Work request — Copy out the part of the tennis match report that runs from "When Bartoli held" up to and including "a break point.", word for word.

Excerpt to read —
Every once in a while (think Indian Wells), Bartoli gets into a real zone with her service game. She was in it today, hitting ten aces, and I lost count of how many unreturnable serves. The 9th seed's aggression serves her so much better if she can dictate with her serve, which she did today. She went up 5-2 in the first set, at which point things took a bit of a turn. Williams saved three set points on her own serve, and another when Bartoli served at 5-3. On her fifth set point, Bartoli hit another wonderful serve, but then hit what almost certainly would have been a winner into the net. On set point number 6, however, she cannon-fired an ace down the T.
When Bartoli held at love for 4-all in the second set, she confirmed that her confidence was still high. The first break point of the set occurred in the 11th game, and the 9th seed converted it. Serving for the match at 5-4, Bartoli hit long on her first match point, then missed an opportunity to win on her second match point. A weak (one of her few) second serve then took the players to deuce, after which followed the best rally of the match. Both players hit groundstrokes from the far, far corners, and Williams prevailed, saving yet another match point. Then, attempting to deal with a huge return of serve from Serena, Bartoli hit a ball out, giving Williams a break point.

Information shown —
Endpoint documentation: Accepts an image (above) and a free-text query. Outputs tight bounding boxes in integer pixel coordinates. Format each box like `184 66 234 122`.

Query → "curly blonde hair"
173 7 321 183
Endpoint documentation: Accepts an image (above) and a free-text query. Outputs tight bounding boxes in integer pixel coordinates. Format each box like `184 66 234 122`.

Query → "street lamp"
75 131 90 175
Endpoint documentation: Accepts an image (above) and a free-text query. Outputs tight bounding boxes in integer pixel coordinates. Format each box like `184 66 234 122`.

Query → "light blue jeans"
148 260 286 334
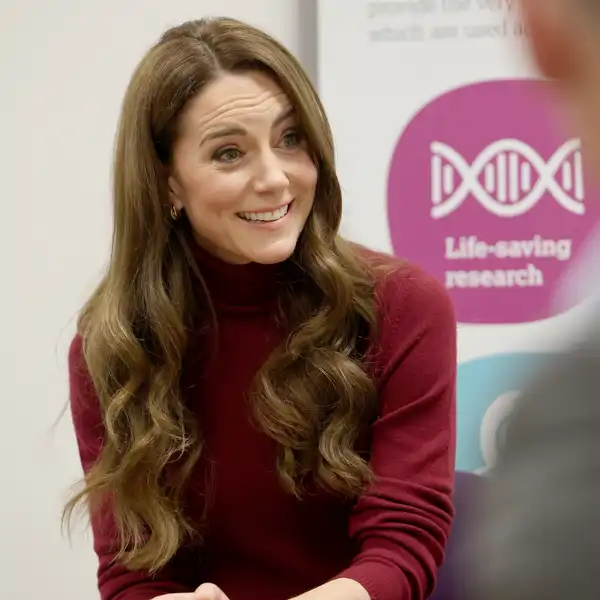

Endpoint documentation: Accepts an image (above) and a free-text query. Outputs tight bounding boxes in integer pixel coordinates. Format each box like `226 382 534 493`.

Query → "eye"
213 146 242 163
282 129 303 148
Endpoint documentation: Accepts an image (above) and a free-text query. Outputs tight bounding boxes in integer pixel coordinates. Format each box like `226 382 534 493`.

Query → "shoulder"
68 334 98 418
356 247 457 377
356 246 456 329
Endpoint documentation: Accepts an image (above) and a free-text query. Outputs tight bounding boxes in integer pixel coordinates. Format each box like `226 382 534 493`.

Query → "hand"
152 583 229 600
195 583 229 600
152 592 196 600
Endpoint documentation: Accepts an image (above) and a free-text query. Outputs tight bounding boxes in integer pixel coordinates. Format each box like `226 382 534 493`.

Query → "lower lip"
239 200 294 229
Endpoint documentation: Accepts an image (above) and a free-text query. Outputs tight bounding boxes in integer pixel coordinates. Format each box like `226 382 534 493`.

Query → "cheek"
296 157 318 194
186 171 244 216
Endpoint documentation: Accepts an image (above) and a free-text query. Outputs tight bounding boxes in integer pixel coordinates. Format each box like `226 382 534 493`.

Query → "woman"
66 19 456 600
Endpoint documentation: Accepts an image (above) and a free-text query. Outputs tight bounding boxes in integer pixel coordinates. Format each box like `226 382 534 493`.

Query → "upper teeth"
240 204 290 221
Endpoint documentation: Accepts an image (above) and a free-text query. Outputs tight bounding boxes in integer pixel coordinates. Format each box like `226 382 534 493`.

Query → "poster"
318 0 600 473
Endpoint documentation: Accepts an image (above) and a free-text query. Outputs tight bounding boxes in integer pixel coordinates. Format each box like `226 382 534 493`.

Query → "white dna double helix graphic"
477 390 521 475
431 139 585 219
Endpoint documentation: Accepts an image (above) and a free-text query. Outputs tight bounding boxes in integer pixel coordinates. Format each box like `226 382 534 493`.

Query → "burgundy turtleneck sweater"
69 244 456 600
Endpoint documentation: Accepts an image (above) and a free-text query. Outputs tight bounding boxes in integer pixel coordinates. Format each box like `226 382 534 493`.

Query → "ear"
521 0 577 84
168 175 183 211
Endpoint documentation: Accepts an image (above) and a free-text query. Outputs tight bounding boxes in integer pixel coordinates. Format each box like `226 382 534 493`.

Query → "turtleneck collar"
189 241 282 309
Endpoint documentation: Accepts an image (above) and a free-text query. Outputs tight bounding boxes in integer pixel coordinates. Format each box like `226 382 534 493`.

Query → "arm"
469 334 600 600
300 271 456 600
69 336 192 600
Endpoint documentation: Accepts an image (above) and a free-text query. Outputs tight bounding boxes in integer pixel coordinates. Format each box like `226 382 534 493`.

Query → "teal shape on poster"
456 352 551 473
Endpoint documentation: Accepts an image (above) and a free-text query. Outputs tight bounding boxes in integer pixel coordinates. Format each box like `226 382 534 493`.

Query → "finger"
194 583 229 600
152 592 197 600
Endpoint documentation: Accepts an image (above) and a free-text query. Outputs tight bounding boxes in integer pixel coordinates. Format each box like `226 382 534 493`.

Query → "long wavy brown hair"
65 18 376 571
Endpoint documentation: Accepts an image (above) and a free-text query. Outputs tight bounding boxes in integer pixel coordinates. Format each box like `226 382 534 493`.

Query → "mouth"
237 200 294 224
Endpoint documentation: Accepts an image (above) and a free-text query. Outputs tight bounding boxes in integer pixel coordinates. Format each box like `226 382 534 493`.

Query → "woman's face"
169 72 317 264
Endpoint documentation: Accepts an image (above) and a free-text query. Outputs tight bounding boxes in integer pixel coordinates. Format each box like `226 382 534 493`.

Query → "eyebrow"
200 106 296 146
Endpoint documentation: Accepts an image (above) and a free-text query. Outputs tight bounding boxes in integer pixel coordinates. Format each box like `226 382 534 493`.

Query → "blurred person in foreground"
470 0 600 600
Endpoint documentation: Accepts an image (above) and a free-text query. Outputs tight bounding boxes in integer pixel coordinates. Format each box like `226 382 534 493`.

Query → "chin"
251 239 298 265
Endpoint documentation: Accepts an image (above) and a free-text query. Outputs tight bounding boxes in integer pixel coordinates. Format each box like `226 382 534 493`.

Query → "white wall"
7 0 316 600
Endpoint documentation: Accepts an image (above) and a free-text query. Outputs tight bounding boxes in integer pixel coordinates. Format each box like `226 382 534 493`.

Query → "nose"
254 149 290 194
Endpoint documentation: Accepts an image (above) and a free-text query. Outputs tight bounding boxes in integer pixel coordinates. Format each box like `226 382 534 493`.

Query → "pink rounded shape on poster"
388 80 600 323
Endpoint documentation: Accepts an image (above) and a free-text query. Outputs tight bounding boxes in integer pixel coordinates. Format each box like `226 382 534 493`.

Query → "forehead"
184 72 292 132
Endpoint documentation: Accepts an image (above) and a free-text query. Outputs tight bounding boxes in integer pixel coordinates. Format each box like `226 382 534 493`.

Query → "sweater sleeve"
338 270 457 600
69 336 192 600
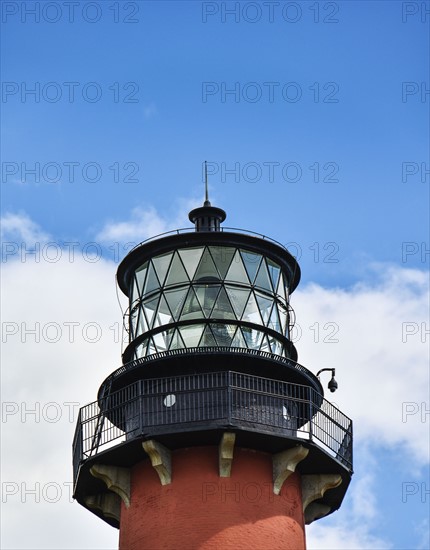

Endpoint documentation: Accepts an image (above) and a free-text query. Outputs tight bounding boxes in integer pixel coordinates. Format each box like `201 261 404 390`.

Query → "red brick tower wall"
119 447 306 550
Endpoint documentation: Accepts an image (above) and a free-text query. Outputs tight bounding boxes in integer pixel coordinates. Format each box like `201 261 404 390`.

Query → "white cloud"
0 212 50 246
292 266 429 467
2 211 428 550
143 102 158 119
96 196 199 244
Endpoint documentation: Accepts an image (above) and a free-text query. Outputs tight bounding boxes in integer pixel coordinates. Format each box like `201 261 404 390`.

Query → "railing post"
308 388 315 441
227 371 233 424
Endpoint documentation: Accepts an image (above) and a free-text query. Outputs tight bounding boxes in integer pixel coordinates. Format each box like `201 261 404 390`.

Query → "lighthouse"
73 178 352 550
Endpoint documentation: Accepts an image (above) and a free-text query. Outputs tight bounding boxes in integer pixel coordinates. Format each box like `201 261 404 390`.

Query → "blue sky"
1 0 430 550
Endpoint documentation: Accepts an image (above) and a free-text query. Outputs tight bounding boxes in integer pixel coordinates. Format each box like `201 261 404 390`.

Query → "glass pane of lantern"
210 323 236 347
199 326 217 348
260 336 272 353
268 304 282 332
211 288 236 319
255 292 273 325
162 328 175 349
165 252 188 286
179 247 203 280
231 327 247 348
180 325 205 348
226 250 249 285
180 287 203 321
152 252 172 285
194 285 220 318
242 327 263 349
154 295 172 328
209 246 236 279
169 329 185 349
136 262 148 294
142 295 160 328
240 250 261 284
153 332 167 352
255 262 273 292
130 276 140 302
135 339 148 359
147 338 157 355
242 292 263 325
278 303 288 336
267 258 281 288
225 285 250 319
194 248 219 281
164 287 188 321
142 262 160 295
276 274 288 301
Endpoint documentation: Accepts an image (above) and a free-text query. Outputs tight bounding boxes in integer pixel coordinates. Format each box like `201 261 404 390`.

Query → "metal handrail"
128 227 288 254
103 346 318 385
73 371 352 488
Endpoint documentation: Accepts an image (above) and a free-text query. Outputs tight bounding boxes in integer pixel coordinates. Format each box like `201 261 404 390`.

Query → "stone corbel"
142 439 172 485
272 445 309 495
302 474 342 524
85 493 121 523
218 432 236 477
90 464 130 508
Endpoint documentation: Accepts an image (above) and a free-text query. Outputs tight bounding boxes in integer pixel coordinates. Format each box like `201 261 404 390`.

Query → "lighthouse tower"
73 179 352 550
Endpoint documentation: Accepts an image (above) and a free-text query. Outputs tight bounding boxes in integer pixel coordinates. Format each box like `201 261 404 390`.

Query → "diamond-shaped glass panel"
130 276 140 303
225 285 250 319
231 327 248 348
153 332 168 351
146 338 157 355
211 287 236 319
276 274 288 301
164 287 188 321
260 336 272 353
180 325 205 348
194 285 220 318
226 250 249 285
154 295 172 328
136 262 148 294
268 304 282 332
178 247 203 281
136 307 148 336
255 292 273 326
142 295 160 328
267 258 281 288
210 323 236 347
255 261 273 292
242 292 263 325
142 262 160 295
242 327 263 349
278 303 288 334
199 325 217 348
209 246 236 279
165 252 188 286
136 338 148 358
180 287 204 321
194 248 219 281
169 329 186 349
152 252 173 285
240 250 261 284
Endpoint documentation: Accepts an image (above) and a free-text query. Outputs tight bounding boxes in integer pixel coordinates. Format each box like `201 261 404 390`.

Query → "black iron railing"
99 346 322 391
73 371 352 488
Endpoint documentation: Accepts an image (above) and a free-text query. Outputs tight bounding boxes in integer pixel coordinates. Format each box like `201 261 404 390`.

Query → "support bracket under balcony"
272 445 309 495
142 439 172 485
218 432 236 477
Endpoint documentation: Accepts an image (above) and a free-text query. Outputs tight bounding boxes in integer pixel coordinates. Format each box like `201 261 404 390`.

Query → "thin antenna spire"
204 164 211 206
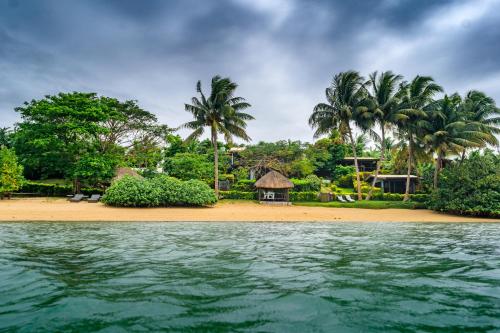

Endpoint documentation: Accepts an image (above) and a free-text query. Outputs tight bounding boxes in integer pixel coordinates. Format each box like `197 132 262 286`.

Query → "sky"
0 0 500 142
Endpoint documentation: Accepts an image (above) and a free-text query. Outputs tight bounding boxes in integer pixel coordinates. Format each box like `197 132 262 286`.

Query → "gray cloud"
0 0 500 140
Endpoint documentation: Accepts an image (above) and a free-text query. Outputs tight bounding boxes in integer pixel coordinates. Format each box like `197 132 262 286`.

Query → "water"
0 223 500 333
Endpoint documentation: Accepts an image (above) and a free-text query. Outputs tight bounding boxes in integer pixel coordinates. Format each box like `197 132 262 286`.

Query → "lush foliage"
103 176 217 207
0 147 24 196
429 152 500 217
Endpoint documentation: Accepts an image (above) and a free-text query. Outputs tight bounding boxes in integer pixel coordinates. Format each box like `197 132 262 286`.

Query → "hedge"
102 175 217 207
17 182 104 197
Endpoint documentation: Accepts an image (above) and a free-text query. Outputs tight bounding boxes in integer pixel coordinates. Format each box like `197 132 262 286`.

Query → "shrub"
178 179 217 206
220 191 257 200
337 174 353 188
232 179 255 192
290 192 319 202
18 182 104 197
428 152 500 217
103 175 217 207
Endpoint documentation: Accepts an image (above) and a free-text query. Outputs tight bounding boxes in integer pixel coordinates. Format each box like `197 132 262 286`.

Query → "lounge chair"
337 195 347 203
344 194 356 202
68 194 84 202
87 194 101 203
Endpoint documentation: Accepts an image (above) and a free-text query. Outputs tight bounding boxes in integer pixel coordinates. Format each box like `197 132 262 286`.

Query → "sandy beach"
0 198 499 222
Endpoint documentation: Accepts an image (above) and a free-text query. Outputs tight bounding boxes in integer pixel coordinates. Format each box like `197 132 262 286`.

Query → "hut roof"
255 170 293 189
113 168 142 181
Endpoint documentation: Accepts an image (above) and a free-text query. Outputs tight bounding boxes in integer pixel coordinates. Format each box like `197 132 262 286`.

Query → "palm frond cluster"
309 71 500 200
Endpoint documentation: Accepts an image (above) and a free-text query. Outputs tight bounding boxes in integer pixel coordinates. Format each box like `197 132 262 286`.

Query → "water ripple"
0 223 500 332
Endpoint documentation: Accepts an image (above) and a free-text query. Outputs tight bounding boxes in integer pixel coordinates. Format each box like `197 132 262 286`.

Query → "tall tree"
398 75 443 201
460 90 500 161
423 94 483 189
0 146 24 198
309 71 367 200
366 71 403 200
182 75 254 196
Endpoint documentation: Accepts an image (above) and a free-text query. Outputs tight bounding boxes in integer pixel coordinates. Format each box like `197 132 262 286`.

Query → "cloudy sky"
0 0 500 141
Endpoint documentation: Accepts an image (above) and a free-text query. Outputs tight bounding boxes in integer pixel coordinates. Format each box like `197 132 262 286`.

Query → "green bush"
103 175 217 207
290 192 319 202
428 152 500 217
290 175 321 192
337 174 353 188
220 191 257 200
18 182 104 197
231 179 255 192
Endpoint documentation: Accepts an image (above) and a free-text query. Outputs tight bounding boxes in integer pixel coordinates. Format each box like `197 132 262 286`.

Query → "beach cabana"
368 175 418 193
255 170 293 202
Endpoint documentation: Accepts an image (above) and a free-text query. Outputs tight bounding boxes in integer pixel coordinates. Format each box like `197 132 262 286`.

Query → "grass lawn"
293 200 425 209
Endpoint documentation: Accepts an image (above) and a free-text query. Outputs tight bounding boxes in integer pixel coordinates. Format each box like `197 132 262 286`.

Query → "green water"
0 223 500 333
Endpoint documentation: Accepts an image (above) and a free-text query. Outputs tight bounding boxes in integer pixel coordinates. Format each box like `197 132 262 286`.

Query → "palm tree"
309 71 367 200
366 71 403 200
182 76 254 196
422 94 483 189
397 75 443 201
460 90 500 161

Solution to this task —
When Bartoli held at love for 4-all in the second set, she confirmed that her confidence was still high. The first break point of the set occurred in the 11th game, and the 9th seed converted it. Serving for the match at 5-4, Bartoli hit long on her first match point, then missed an opportunity to win on her second match point. A weak (one of her few) second serve then took the players to deuce, after which followed the best rally of the match. Both players hit groundstrokes from the far, far corners, and Williams prevailed, saving yet another match point. Then, attempting to deal with a huge return of serve from Serena, Bartoli hit a ball out, giving Williams a break point.